_Assignment A_
Extract the entire passage on Paul v. Virginia below, reproducing every word and line without change.

Paul v. Virginia, 75 U.S. (8 Wall) 168 (1869), was a historic case in corporate law in which the United States Supreme Court held that a corporation is not a citizen within the meaning of the Privileges and Immunities Clause. Of greater consequence, the Court further held that "issuing a policy of insurance is not a transaction of commerce," effectively removing the business of insurance beyond Congress' legislative reach.

Contents

Case history

In the 19th century, the insurance business was exclusively regulated by the States individually. As a result, a patchwork of separate regulations proliferated to the dismay of insurance companies which sought uniform regulation across States. In an effort to promote federal regulation of the insurance industry, a number of New York insurance companies orchestrated a test case that they hoped would invalidate State regulation. On February 3, 1866, the legislature of Virginia had passed a statute provided that no insurance company, not incorporated under the laws of the State, should carry on its business within the State without previously obtaining a license for that purpose; and that it should not receive such license until it had deposited with the treasurer of the State bonds in an amount varying from thirty to fifty thousand dollars.

Entries from a data source
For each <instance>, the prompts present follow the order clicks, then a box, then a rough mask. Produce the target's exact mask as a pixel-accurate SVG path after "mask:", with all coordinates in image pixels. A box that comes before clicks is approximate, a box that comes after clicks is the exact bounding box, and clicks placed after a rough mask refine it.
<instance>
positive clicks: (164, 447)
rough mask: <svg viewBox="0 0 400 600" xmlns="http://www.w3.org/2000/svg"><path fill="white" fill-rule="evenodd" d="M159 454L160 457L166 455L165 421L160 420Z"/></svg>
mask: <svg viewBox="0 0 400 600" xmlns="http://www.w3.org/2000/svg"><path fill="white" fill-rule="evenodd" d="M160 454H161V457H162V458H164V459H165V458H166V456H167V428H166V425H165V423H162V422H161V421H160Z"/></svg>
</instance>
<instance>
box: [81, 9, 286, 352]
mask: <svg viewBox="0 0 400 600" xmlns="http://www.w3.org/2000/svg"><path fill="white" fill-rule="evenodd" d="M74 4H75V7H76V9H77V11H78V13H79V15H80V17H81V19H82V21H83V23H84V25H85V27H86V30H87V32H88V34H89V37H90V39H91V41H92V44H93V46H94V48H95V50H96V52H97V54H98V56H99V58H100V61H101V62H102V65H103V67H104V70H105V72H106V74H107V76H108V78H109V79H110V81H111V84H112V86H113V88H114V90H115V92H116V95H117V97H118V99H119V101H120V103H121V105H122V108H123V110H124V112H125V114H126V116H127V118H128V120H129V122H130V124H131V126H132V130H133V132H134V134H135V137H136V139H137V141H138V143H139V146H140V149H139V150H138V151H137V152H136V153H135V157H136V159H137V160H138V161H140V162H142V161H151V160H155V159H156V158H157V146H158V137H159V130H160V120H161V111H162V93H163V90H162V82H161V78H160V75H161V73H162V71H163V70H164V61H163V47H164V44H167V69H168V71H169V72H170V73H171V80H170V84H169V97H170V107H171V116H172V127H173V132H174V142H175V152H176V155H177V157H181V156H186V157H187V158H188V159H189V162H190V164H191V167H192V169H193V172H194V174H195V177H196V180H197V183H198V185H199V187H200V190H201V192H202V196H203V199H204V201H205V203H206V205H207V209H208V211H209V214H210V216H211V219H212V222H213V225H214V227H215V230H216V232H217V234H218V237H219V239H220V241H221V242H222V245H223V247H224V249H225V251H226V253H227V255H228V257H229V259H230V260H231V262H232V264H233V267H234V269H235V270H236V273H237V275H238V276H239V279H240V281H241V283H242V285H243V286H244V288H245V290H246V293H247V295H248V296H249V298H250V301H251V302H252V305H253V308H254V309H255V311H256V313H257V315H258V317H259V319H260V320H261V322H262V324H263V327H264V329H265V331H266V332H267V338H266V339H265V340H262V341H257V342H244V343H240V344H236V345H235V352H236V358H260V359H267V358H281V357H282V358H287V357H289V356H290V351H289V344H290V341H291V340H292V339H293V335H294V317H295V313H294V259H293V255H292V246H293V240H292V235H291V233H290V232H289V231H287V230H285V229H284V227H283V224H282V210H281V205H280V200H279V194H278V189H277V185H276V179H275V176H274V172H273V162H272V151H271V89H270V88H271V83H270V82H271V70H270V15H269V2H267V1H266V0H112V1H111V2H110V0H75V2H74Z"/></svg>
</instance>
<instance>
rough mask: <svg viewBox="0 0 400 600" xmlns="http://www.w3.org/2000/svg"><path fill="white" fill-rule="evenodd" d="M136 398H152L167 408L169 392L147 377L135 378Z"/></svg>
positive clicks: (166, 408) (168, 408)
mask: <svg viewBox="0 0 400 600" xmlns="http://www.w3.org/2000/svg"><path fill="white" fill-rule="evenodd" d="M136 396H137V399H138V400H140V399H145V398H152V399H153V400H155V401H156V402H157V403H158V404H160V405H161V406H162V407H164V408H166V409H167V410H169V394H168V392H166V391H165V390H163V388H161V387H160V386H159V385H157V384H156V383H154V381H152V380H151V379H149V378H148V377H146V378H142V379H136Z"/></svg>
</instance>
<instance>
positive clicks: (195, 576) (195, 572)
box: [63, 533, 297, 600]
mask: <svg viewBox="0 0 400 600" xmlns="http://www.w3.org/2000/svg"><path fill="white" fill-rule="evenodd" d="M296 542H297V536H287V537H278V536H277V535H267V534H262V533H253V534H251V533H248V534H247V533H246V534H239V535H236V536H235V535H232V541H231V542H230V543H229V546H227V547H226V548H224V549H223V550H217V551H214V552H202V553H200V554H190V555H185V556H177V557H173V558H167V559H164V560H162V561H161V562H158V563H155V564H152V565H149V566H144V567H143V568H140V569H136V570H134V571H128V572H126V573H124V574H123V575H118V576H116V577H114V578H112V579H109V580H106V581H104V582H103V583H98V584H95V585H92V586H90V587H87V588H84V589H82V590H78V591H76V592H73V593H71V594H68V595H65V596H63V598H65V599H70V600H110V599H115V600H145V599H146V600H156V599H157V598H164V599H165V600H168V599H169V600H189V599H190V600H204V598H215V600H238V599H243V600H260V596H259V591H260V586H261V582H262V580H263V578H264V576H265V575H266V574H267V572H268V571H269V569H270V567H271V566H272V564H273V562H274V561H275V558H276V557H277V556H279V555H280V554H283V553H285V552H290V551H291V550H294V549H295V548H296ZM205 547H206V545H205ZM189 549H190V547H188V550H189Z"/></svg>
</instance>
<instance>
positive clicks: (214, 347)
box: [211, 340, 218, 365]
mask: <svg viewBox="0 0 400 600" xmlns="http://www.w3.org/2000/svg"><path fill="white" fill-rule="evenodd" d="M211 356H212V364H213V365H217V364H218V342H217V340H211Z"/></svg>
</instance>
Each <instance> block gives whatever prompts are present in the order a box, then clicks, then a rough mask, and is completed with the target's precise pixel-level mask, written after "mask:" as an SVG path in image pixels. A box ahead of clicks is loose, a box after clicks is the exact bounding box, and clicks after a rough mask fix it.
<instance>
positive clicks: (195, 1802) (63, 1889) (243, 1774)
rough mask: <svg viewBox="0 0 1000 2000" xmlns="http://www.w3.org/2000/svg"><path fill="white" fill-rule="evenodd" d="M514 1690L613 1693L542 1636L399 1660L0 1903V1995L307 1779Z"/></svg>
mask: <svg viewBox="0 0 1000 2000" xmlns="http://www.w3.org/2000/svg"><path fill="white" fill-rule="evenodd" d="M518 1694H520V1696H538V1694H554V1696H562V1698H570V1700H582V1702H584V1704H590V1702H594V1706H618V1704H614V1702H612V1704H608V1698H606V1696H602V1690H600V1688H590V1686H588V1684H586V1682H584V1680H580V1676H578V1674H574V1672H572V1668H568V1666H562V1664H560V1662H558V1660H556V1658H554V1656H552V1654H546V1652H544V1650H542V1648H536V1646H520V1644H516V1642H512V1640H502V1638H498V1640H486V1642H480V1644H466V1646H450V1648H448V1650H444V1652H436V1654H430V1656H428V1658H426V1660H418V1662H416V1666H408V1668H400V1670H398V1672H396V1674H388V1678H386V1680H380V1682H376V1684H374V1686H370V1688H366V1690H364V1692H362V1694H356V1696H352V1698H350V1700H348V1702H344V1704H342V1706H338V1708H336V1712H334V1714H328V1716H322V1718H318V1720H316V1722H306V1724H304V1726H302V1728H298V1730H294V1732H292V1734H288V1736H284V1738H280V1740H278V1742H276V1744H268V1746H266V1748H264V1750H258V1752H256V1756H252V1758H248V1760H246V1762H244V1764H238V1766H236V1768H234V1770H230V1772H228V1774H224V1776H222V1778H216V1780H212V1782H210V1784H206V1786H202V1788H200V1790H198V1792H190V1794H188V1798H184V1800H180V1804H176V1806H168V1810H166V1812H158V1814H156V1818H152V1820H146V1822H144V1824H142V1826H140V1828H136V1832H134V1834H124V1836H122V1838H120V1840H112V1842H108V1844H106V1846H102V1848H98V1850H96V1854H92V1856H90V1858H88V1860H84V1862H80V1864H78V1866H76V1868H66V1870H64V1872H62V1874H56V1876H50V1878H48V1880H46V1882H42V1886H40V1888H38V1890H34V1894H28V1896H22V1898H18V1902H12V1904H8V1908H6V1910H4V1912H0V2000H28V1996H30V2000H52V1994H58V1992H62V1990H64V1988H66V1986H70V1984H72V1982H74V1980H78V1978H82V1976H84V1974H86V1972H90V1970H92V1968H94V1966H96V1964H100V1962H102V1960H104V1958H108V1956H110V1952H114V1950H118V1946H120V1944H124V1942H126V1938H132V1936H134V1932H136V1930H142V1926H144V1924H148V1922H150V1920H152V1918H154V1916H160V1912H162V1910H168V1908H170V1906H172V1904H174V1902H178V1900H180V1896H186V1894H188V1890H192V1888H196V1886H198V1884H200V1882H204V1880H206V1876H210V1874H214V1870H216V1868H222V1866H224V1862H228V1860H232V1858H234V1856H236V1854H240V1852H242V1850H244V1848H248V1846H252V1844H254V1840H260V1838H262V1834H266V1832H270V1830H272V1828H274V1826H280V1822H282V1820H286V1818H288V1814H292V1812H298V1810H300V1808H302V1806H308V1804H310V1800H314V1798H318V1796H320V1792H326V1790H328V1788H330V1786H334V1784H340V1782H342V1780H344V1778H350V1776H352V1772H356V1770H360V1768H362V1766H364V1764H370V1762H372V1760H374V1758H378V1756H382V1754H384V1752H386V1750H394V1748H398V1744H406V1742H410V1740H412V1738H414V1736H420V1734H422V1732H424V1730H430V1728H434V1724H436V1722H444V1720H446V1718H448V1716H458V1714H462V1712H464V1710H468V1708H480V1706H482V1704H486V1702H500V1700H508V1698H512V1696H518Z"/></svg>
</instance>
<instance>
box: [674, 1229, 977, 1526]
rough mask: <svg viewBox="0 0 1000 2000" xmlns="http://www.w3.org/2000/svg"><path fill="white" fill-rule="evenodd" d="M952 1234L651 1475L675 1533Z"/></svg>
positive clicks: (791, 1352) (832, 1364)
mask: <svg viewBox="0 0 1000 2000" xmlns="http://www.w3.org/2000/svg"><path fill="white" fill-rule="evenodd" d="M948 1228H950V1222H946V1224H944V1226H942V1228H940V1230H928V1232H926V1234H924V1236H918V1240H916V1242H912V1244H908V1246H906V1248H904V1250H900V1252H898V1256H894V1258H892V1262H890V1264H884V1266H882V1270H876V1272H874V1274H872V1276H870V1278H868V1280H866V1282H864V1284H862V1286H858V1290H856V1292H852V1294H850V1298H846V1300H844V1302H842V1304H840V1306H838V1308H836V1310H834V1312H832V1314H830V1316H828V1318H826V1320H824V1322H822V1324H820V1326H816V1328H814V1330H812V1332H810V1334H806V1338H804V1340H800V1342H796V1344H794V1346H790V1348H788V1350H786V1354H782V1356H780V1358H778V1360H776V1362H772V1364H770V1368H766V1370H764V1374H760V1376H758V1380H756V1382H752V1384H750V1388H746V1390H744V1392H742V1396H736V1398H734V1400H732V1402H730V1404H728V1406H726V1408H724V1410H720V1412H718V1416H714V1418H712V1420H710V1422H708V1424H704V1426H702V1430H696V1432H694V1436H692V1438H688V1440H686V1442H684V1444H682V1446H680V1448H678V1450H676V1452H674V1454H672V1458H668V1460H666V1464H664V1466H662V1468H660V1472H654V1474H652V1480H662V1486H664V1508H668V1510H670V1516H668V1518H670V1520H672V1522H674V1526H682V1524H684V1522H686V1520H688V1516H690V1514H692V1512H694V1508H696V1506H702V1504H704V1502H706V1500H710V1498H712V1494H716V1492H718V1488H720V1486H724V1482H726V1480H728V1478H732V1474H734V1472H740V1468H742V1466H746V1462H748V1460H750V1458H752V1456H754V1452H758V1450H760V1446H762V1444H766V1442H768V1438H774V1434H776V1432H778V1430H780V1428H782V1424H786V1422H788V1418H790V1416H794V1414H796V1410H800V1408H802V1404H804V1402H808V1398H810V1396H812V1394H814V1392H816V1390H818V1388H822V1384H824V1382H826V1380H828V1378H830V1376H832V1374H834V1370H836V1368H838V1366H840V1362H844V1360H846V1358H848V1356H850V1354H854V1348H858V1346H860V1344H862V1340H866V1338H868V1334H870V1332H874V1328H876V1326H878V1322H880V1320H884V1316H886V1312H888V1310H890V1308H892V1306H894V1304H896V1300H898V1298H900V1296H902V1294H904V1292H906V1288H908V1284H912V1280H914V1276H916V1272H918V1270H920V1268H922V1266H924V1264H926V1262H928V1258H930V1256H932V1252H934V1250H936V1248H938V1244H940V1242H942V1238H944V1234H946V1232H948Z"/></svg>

_Assignment B_
Lay out as a numbered list the lines of the records above, from the first line of the records up to and including the line containing "positive clicks: (164, 447)", and omit any blank lines.

_Your response A_
Paul v. Virginia, 75 U.S. (8 Wall) 168 (1869), was a historic case in corporate law in which the United States Supreme Court held that a corporation is not a citizen within the meaning of the Privileges and Immunities Clause. Of greater consequence, the Court further held that "issuing a policy of insurance is not a transaction of commerce," effectively removing the business of insurance beyond Congress' legislative reach.

Contents

Case history

In the 19th century, the insurance business was exclusively regulated by the States individually. As a result, a patchwork of separate regulations proliferated to the dismay of insurance companies which sought uniform regulation across States. In an effort to promote federal regulation of the insurance industry, a number of New York insurance companies orchestrated a test case that they hoped would invalidate State regulation. On February 3, 1866, the legislature of Virginia had passed a statute provided that no insurance company, not incorporated under the laws of the State, should carry on its business within the State without previously obtaining a license for that purpose; and that it should not receive such license until it had deposited with the treasurer of the State bonds in an amount varying from thirty to fifty thousand dollars.

_Your response B_
1. For each <instance>, the prompts present follow the order clicks, then a box, then a rough mask. Produce the target's exact mask as a pixel-accurate SVG path after "mask:", with all coordinates in image pixels. A box that comes before clicks is approximate, a box that comes after clicks is the exact bounding box, and clicks placed after a rough mask refine it.
2. <instance>
3. positive clicks: (164, 447)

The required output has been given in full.